WHAT TO DO ::
[1] Please transcribe part of the autism passage below, beginning at the words "Yes, they did.  Autistic" and stopping after the words "through the cracks.".
[2] Answer these questions from the autism passage below:
(a) What harmless protocol does the passage name as possibly beneficial?
(b) What kind of awareness does the passage say autistic people often lack, so that they don't recognize their own hunger signals?
(c) How many neurodivergent children does the writer homeschool?
___ PROVIDED PASSAGE
It is true that some special diets have helped some autistic people, and that some protocols might have some benefits.  There are some harmless protocols (like taking fish oil) that may be beneficial, but there are also some very dangerous protocols out there.  As stated earlier, all autistic people are different, and what works for one might not work for another.  Pushing unsolicited advice on already stressed parents doesn’t help, no matter your intentions.


“Will he ever go to college?  How about get a job?”


My son’s future is unknown.  I’m sure if he wants to go to college or get a job, he will find a way.  With the right supports, he can do anything.


“Don’t play the autism card.”


There is no ‘autism card’.  My son is autistic, and this cannot be separated from his identity.  Everything he does is under the influence of his autistic brain, so I WILL explain away any behavior others might find offensive.  He is not being naughty, he is autistic.


“Sorry, I didn’t invite you guys, I thought he wouldn’t be comfortable.”


My son loves socializing as much as the next child!  Please don’t leave him out of events that he would enjoy because you are not sure how he would go.  Instead, ask what you can do to make him comfortable, or at the very least, give me the invite so I can make accommodations.


“They didn’t have autism in my day.”


Yes, they did.  Autistic people were misdiagnosed and underdiagnosed, and the people who were struggling the most were institutionalized.  Let’s be thankful that the diagnostic procedures are improving all the time so more people aren’t falling through the cracks.


“Just don’t give him other food, he’ll eat eventually.  He’s not going to starve.”


Yes, he will.  Autistic people often don’t have very good interoceptive awareness and don’t recognise their own hunger signals.  Add to this the ‘picky eating’ that goes along with autism, and you have a much bigger issue on your hands than a child who doesn’t like to eat certain things.  An autistic child’s ‘picky eating’ is not about personal preference and food dislikes.  It is about extremely narrow food selections, ritualistic eating behaviours, entire categories of food being refused, smells being too strong, textures being wrong and causing gagging, and meal-time tantrums.  They simply won’t eat until they feel safe in their environment and eating a food they like.


And last but not least, “You need to make more time for yourself!”


While this is well-meaning advice, I have found it is not helpful, because it is simply not possible.  I run my own business, I homeschool two neurodivergent children, I carry the emotional burden of my family, and then there’s housework…Making more time is an impossibility (at least without help) for the moment.



Here are some things you might like to say instead:


“Is there anything I can do to help out?”


“I’m here if you need to talk.”


“I’d like to help out to give you a break.”


“Here, I’ve made you some soup.”


“How is he/she doing?”


“How are you doing?”


“Would your child like to come play with mine?”


“Tell me about autism.  How is he different?”


And most importantly, “I brought wine!”
______
___ SOURCE DATA
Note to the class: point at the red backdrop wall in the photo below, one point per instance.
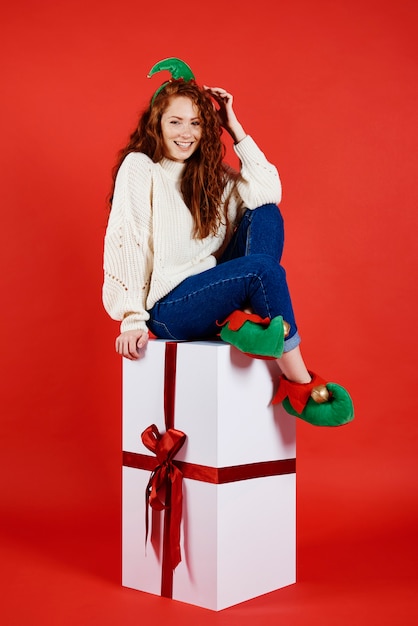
______
RESULTS ::
[1]
Yes, they did.  Autistic people were misdiagnosed and underdiagnosed, and the people who were struggling the most were institutionalized.  Let’s be thankful that the diagnostic procedures are improving all the time so more people aren’t falling through the cracks.

[2]
(a) Taking fish oil.
(b) Interoceptive awareness.
(c) Two.